> ЗАДАНИЕ: Продолжите отрывок воспоминаний об убийстве терского атамана Караулова, начав сразу после его последнего предложения.
___ ИЗБРАННЫЙ ОТРЫВОК ___
Мулла начинает с продолжительных комплиментов по адресу моей мудрости и доблести, а затем заявляет: «Аллаху угодно было теперь наслать на человечество какое-то огульное сумасшествие, и пока Всемогущий не решит это сумасшествие вновь удалить, даже такие люди, как наш генерал, ничего поделать не могут, ибо на то Божественная воля». Если вдуматься, пожалуй, мулла прав. Во всяком случае, ясно, что дальнейшее разглагольствование бесполезно, закрываю заседание, заваливаюсь спать, а на следующее утро возвращаюсь во Владикавказ. Большевистский же поезд, вероятно, все-таки опасаясь каких-нибудь пакостей с моей стороны, укатывает в Баку.
Развал все увеличивается. Наша тройка, Чермоев, Караулов и я, делаем что можем, но теория чеченского муллы, по-видимому, более правильна. Наконец, происходит трагическое убийство Караулова. Он поехал в Прохладную — встретить один из терских казачьих полков, вернувшихся с фронта, и пока его вагон стоял на запасном станционном пути, он был окружен толпой солдат ополченской дружины, находившейся в Прохладной, которые, не без поддержки прохладненских казаков, открыли огонь по вагону, изрешетили его совершенно, убив находившихся внутри Караулова и его брата.
Меня вызвал на прямой телеграфный провод командир Донского артиллерийского дивизиона, стоявшего в Прохладной, и подробно изложил все происшествие. Беру телеграфную ленту и спешу в атаманский дворец, где как раз заседает войсковой круг. Вхожу и прошу у председателя слова вне очереди. Когда я казакам сообщаю, что их атаман убит, негодование велико и бурно, некоторые даже не хотят мне верить. Затем начинают высказываться всякие предложения, клонящиеся, в общем, к тому, чтобы немедленно командировать из Владикавказа в Прохладную обе конвойные сотни (бывшие Конвоя Его Величества), чтобы наказать виновных или, по крайней мере, их арестовать и привезти тело атамана.
___ СОБРАННЫЙ МАТЕРИАЛ ___
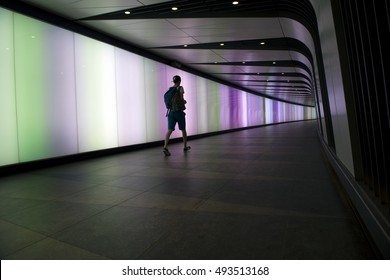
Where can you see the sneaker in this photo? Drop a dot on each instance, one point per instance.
(166, 152)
___
> ГОТОВОЕ РЕШЕНИЕ:
Происходит неожиданный инцидент. Офицер, командовавший этими сотнями, просит превратить заседание в закрытое. Удаляют посторонних лиц, газетных корреспондентов, дактилографов и проч., а затем доблестный командир обращается к войсковому кругу с очень резкой речью, приблизительно такого содержания [218]: «В былые времена, когда я, как офицер Конвоя Его Величества, ездил по станицам набирать казаков в Конвой, то за мной не знали, как ухаживать, и взятки предлагали, чтобы того или иного казака принять в Конвой. Теперь, когда мы, конвойцы, появляемся в станицах, нас всячески ругают и, в лучшем случае, обзывают контрреволюционерами и опричниками, а когда атамана убили, то к нам обращаются за помощью. При этих условиях особенной охоты у нас нет играть роль карательного отряда».
Члены круга начинают протестовать, расточая всякие комплименты конвойцам, и инцидент ликвидируется с вынесением постановления — конвойцев отправить. Но тут возникает второй инцидент, не менее характерный.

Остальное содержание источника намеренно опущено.